(Region pointing data)
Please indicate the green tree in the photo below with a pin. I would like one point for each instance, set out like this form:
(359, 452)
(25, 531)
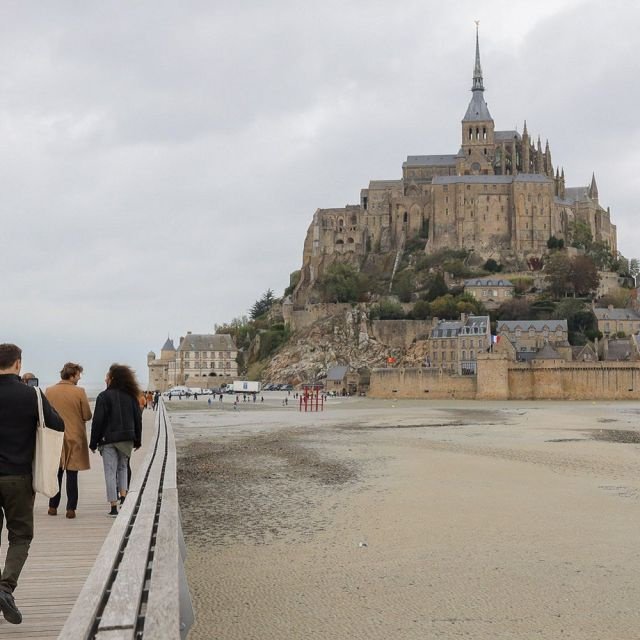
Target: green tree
(492, 266)
(436, 287)
(421, 310)
(294, 278)
(386, 310)
(403, 286)
(555, 243)
(558, 274)
(580, 233)
(514, 309)
(261, 306)
(445, 307)
(584, 276)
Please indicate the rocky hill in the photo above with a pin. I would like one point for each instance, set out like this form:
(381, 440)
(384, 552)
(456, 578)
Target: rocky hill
(345, 338)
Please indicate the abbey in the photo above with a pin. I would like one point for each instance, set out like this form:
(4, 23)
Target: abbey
(499, 196)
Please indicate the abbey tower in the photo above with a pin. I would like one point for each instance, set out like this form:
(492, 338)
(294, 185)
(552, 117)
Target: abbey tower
(499, 196)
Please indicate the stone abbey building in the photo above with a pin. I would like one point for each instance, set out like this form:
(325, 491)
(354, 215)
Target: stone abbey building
(499, 196)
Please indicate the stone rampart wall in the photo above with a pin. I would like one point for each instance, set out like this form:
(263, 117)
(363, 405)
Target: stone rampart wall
(420, 383)
(399, 333)
(499, 379)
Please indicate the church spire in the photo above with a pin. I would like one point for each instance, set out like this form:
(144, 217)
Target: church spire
(593, 188)
(477, 70)
(477, 109)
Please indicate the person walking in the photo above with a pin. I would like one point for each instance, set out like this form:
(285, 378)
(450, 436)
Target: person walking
(18, 420)
(116, 430)
(71, 402)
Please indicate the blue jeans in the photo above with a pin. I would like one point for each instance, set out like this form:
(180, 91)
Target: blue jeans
(115, 471)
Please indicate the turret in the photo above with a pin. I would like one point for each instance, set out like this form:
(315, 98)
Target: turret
(526, 151)
(593, 188)
(539, 158)
(547, 161)
(477, 125)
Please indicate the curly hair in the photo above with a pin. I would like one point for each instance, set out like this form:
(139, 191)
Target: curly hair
(69, 370)
(123, 378)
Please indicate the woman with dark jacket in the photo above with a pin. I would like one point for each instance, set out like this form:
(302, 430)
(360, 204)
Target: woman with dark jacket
(116, 430)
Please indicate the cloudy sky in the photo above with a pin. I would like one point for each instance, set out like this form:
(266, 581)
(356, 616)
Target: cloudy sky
(160, 161)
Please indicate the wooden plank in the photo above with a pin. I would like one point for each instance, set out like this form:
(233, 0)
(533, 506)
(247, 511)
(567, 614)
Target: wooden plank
(162, 619)
(63, 551)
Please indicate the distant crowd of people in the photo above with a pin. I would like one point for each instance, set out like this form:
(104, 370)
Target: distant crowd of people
(116, 431)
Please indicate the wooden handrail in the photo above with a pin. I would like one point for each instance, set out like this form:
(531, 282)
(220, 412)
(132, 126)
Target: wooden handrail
(137, 587)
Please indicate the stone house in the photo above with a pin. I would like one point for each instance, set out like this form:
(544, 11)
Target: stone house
(198, 360)
(528, 337)
(454, 344)
(491, 292)
(499, 194)
(612, 321)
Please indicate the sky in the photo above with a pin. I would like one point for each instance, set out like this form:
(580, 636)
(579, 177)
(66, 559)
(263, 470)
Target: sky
(160, 162)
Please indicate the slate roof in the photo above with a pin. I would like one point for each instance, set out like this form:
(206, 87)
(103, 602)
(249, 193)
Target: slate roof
(430, 161)
(384, 184)
(578, 351)
(505, 135)
(619, 349)
(572, 194)
(207, 342)
(477, 109)
(453, 328)
(532, 177)
(547, 353)
(168, 345)
(538, 325)
(487, 282)
(616, 314)
(337, 374)
(447, 329)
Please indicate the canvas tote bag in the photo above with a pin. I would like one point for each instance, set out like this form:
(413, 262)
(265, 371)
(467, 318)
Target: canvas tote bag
(46, 459)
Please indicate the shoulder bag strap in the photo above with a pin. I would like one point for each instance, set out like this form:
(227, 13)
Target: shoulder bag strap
(41, 424)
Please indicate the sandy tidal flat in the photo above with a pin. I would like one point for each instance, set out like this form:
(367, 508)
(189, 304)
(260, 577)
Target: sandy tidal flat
(407, 519)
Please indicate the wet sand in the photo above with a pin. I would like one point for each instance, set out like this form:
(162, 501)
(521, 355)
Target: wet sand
(410, 519)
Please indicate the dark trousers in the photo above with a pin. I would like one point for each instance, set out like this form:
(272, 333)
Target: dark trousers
(72, 490)
(16, 513)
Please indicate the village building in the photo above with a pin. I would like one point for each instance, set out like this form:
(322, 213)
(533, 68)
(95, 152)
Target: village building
(342, 380)
(454, 344)
(524, 339)
(613, 322)
(198, 360)
(499, 195)
(491, 292)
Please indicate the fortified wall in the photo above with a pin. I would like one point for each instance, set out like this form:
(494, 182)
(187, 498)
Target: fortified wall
(501, 379)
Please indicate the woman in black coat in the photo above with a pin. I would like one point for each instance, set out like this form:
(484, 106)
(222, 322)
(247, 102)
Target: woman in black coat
(116, 429)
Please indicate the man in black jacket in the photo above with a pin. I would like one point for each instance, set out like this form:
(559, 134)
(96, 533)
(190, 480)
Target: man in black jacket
(18, 420)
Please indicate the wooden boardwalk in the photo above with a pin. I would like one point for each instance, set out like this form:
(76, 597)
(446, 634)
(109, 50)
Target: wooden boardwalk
(63, 552)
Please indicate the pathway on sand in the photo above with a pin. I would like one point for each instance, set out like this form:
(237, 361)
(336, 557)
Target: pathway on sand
(63, 552)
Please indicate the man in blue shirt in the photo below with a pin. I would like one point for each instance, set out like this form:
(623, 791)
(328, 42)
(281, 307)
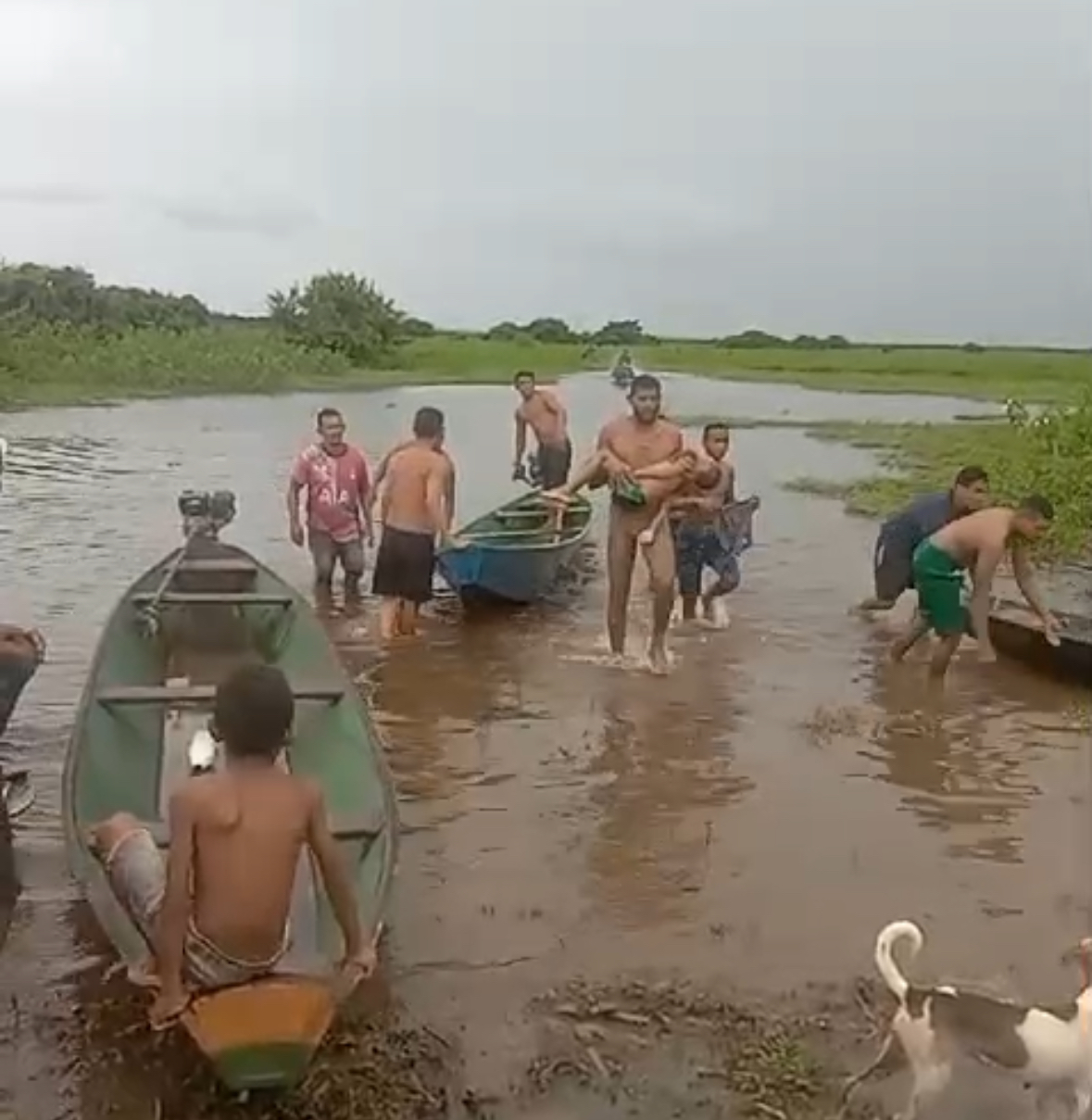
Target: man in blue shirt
(904, 531)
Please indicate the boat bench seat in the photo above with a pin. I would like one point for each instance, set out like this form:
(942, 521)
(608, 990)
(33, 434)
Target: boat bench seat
(202, 693)
(215, 598)
(365, 825)
(228, 566)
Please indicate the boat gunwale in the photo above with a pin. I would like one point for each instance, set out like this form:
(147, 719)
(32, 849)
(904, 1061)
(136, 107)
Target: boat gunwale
(517, 546)
(84, 866)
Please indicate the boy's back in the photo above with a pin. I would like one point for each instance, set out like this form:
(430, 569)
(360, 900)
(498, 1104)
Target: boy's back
(249, 829)
(216, 912)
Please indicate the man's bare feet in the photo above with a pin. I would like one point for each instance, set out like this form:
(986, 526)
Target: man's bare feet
(558, 497)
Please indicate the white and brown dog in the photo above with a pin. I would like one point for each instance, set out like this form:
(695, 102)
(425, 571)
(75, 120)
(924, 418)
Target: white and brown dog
(1048, 1049)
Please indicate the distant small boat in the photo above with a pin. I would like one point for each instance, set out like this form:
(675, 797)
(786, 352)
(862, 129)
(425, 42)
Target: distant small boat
(1017, 633)
(622, 371)
(140, 729)
(514, 553)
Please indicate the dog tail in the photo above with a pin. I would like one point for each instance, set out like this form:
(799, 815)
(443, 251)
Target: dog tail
(885, 943)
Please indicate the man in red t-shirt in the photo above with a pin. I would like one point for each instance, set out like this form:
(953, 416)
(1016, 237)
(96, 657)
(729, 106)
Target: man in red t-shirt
(335, 478)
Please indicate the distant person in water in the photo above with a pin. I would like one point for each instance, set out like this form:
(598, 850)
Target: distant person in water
(975, 545)
(900, 535)
(333, 476)
(216, 914)
(641, 459)
(417, 505)
(541, 411)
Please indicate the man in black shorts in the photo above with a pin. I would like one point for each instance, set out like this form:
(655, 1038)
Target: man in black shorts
(416, 508)
(900, 535)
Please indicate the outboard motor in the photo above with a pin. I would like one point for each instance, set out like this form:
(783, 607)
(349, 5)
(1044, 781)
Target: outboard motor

» How to complete this task
All of the data should be returned word for word, with each picture left out.

» Answer for this exercise
Please indicate the green tree in the photo below with a pin. I would like one point for each instance, set out like this form:
(359, 452)
(25, 531)
Target: green tree
(492, 266)
(436, 287)
(421, 310)
(294, 278)
(386, 310)
(403, 286)
(555, 243)
(558, 274)
(580, 233)
(514, 309)
(261, 306)
(445, 307)
(584, 276)
Please indicate the rocky hill in the photo above with a pin. I would like one point for each instance, set out like this form:
(381, 440)
(384, 552)
(456, 578)
Target: rocky hill
(345, 338)
Please indicate the abbey in the photo above with a pin. I would like one point for each instance, set out like this form:
(4, 23)
Target: abbey
(499, 196)
Please indicate the abbey tower in the photo above with a pin. I would like one point for each instance, set out like this form:
(492, 338)
(294, 185)
(552, 117)
Target: abbey tower
(499, 196)
Please indicate the stone abbey building in the photo above with a pin. I would like one point for each instance, set out like this form:
(325, 491)
(354, 215)
Target: stone abbey building
(499, 196)
Please indicate the stone rampart wall in the photo above with a pin. I would like one point for each instance, set out like this form:
(263, 117)
(363, 405)
Target: stone rampart wall
(420, 383)
(399, 333)
(499, 379)
Please indicate the church spire in the photo above with a pin. I would like one point for each instance, set out like this form:
(144, 217)
Target: church spire
(593, 188)
(477, 70)
(477, 109)
Please indicate the person walking in the photo above with a pin. I would like one point for each instance, set out like this form:
(285, 378)
(450, 436)
Target: person walking
(18, 420)
(116, 430)
(71, 402)
Please indicate the blue jeans in the photo above with a pin. I would like one point for each instance, set out like this form:
(180, 91)
Target: blue jeans
(115, 471)
Please indicate the turret in the photo above with a pin. I would like one point for each instance, set out like this form:
(315, 98)
Target: turret
(526, 151)
(593, 188)
(539, 158)
(547, 161)
(477, 125)
Please indicate the curly hair in the photo above with a pin. I would like one point for each instance, set out like this form:
(139, 191)
Target: curly hair
(69, 370)
(123, 378)
Please indicate the woman with dark jacket in the photo above with a pin. I would like one point for each instance, set out like this form:
(302, 430)
(360, 204)
Target: woman with dark jacket
(116, 430)
Please indicate the cloudy sky in the photo above with a pin. I would like one point for each instance, set out like this form:
(266, 581)
(356, 616)
Target: cloudy sky
(160, 161)
Please indicate the wooden plank in the photo above with a pin. I would like one point for each instance, set out like this form:
(233, 0)
(533, 506)
(247, 511)
(567, 614)
Target: wooden plank
(162, 619)
(63, 551)
Please indicate the distant crowd of people in the photo above with a pin. I would like one point for each instance, set out like this form:
(104, 370)
Target: distant crowd of people
(116, 431)
Please indicate the wooden handrail in the photo above with a pin. I would like one point for each instance, set out like this form:
(531, 282)
(220, 412)
(132, 126)
Target: wooden handrail
(137, 587)
Please indicate the stone house in the photo above with a pin. I would like one point for each instance, set out like this form:
(544, 11)
Target: stone house
(198, 360)
(528, 337)
(454, 344)
(491, 292)
(499, 194)
(612, 321)
Please indicate the sky in the photo above with a pin. I would like one point for each instance, set out like this form:
(580, 636)
(579, 177)
(66, 559)
(263, 470)
Target: sky
(160, 162)
Please indicate the slate roof in the photo above with a pin. I would like one point for each instance, set out like this form:
(206, 87)
(103, 602)
(249, 193)
Target: slate roof
(430, 161)
(384, 184)
(578, 351)
(505, 135)
(619, 349)
(572, 194)
(207, 342)
(477, 109)
(453, 328)
(532, 177)
(547, 353)
(168, 345)
(538, 325)
(487, 282)
(616, 314)
(337, 374)
(447, 329)
Please indicate the canvas tote bag in the photo above with a pin. I would like one point for each instance, set out like this form:
(413, 262)
(265, 371)
(467, 318)
Target: canvas tote bag
(46, 459)
Please indicate the shoulder bag strap in the photo above with a pin. I would like one point for each instance, set out like this form:
(227, 13)
Target: shoulder bag strap
(41, 424)
Please indicate the sandy tidal flat in the photo above with a pin. I would like one point for each instance, set out like this form:
(367, 508)
(189, 304)
(260, 577)
Target: sandy tidal flat
(407, 519)
Please indicate the wet sand in the photo above with a pin. I would like one point for each instance, set out like this form:
(162, 501)
(521, 355)
Target: wet sand
(410, 519)
Please indicate the dark trousers in the photo above with a pin. I would like one point for each instance, set out like this form:
(272, 333)
Target: dark trousers
(72, 490)
(16, 513)
Please indicate the village building in the photo above with a pin. I would like one point for each instance, set out like this form:
(322, 213)
(533, 68)
(95, 152)
Target: village building
(342, 380)
(454, 344)
(524, 339)
(613, 322)
(198, 360)
(499, 195)
(491, 292)
Please indicate the fortified wall in the photo above with a pin. I would like one point for each instance, set out like this form:
(494, 182)
(187, 498)
Target: fortified wall
(501, 379)
Please indicate the woman in black coat in the photo above with a pin. I would like one point for each instance, set out like this form:
(484, 106)
(222, 322)
(247, 102)
Target: woman in black coat
(116, 429)
Please indicate the man in black jacket in the photo above with a pin. I would like one point for each instance, set out like this form:
(559, 134)
(96, 533)
(190, 480)
Target: man in black jacket
(18, 420)
Please indicate the wooden boardwalk in the photo above with a pin. I would like one point for each instance, set out like this form:
(76, 597)
(446, 634)
(109, 50)
Target: wooden boardwalk
(63, 552)
Please indicate the pathway on sand in the photo above with a pin. I would like one point for each instance, set out like this form:
(237, 361)
(336, 557)
Target: pathway on sand
(63, 552)
Please indicate the man in blue shirt in the photo below with a pin. I would like one point for each instance, set out like this form:
(623, 791)
(328, 42)
(281, 307)
Target: man in blue shirt
(904, 531)
Please indicate the boat bench seat in the photo above with a pin. I would like one point for each instance, set out like this form:
(942, 521)
(608, 990)
(33, 434)
Target: boat bench seat
(202, 693)
(215, 598)
(365, 825)
(228, 566)
Please indicate the boat gunwale in the photo above with a pin. I would like one point for each instance, set out like this form:
(147, 719)
(32, 849)
(904, 1061)
(136, 107)
Target: boat gunwale
(517, 546)
(84, 866)
Please indicate the boy's back in the photo above with a pin. I would like one point for each instance, set out like this form:
(430, 569)
(360, 900)
(498, 1104)
Target: boy's back
(249, 829)
(216, 912)
Please indicate the man's bare feet in the photo above with a pin. I would like one point for each instance, set out like this form:
(986, 526)
Target: man's bare feet
(558, 497)
Please indicate the white and brown dog in the photo above with a pin. I would like one point for each instance, set out like this form:
(695, 102)
(425, 571)
(75, 120)
(924, 418)
Target: white and brown dog
(1048, 1049)
Please indicate the distant small boat in the photo above with a pin. I would like one point for each instance, set out like this form:
(675, 797)
(786, 352)
(862, 129)
(425, 42)
Target: distant small boat
(1017, 633)
(622, 371)
(140, 729)
(514, 553)
Please indicate the dog tail in the photo above with a pin. I would like one point for each instance, set out like this form:
(799, 815)
(443, 251)
Target: dog tail
(885, 943)
Please indicate the man in red t-shirt in the photo above with a pin. I would like one point for each instance, set out like this form:
(953, 416)
(1016, 237)
(96, 657)
(729, 106)
Target: man in red t-shirt
(335, 478)
Please indicate the distant person in water in the photo above with a pin. I would like one point for each instance, set out like this form:
(598, 850)
Target: distant person in water
(975, 545)
(900, 535)
(333, 476)
(216, 914)
(641, 459)
(417, 505)
(541, 411)
Please indicate the man in black shorts in the photo above with a pin. I would like one point for each instance, set out like this form:
(655, 1038)
Target: man in black shorts
(416, 508)
(900, 535)
Please indicate the outboard motor in the photo above with a pin. I would like one point for each instance, set out like this form:
(783, 607)
(349, 5)
(1044, 781)
Target: outboard motor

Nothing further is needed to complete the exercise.